Excerpted data »
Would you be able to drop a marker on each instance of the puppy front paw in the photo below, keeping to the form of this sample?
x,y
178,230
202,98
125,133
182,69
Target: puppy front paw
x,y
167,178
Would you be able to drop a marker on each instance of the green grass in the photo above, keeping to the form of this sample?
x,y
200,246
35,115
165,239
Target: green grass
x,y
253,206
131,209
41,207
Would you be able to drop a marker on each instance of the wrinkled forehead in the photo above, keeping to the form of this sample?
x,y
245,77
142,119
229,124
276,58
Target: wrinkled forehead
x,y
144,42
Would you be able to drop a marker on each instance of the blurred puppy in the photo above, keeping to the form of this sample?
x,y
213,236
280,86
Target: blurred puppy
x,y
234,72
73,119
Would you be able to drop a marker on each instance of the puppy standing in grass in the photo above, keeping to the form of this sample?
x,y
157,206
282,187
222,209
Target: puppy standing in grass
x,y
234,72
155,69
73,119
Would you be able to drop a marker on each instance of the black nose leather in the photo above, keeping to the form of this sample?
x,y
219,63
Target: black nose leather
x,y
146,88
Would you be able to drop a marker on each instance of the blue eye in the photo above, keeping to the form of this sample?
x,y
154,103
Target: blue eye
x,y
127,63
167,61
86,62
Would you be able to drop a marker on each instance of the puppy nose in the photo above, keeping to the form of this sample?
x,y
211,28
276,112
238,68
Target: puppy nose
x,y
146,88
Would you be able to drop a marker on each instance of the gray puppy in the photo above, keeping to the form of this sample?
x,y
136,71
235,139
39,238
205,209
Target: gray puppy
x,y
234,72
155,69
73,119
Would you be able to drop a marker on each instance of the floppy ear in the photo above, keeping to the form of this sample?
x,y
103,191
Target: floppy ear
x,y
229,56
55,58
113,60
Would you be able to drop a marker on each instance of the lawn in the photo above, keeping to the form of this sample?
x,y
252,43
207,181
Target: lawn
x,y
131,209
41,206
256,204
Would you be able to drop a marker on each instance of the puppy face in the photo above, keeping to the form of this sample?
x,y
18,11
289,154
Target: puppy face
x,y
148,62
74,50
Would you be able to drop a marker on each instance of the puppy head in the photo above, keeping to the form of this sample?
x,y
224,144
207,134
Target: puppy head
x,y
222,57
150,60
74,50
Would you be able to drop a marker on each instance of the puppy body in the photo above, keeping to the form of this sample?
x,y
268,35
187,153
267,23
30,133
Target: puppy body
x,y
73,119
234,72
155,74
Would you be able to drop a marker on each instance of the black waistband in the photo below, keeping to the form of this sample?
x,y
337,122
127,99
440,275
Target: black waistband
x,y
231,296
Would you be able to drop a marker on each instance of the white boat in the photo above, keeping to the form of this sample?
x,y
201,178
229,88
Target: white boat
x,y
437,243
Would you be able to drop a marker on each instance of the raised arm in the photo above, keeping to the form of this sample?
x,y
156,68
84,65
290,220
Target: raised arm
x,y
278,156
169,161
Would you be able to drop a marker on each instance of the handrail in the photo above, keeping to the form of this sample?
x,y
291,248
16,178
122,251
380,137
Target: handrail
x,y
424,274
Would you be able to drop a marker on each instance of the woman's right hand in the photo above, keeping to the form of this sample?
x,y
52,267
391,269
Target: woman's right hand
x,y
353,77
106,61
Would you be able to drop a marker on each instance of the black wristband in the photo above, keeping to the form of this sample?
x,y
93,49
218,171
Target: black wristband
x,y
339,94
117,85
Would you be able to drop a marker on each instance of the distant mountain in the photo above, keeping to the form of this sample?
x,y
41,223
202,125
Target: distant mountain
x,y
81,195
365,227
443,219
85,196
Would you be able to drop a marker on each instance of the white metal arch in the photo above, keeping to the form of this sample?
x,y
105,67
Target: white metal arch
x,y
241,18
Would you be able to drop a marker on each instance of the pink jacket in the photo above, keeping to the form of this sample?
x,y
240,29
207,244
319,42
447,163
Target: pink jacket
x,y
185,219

Work to do »
Render the material as a Markdown table with the columns Row and Material line, starting at the line containing "of the pink" and ending at the end of the material. Number each row and leave out blank lines.

Solution below »
| Row | Material line |
|---|---|
| 1 | Would you be able to drop a marker on each instance of the pink jacket in the photo above, keeping to the form of this sample? |
| 2 | x,y |
| 3 | 240,29 |
| 4 | 207,244 |
| 5 | 319,42 |
| 6 | 447,163 |
| 7 | Target: pink jacket |
| 8 | x,y |
| 9 | 185,219 |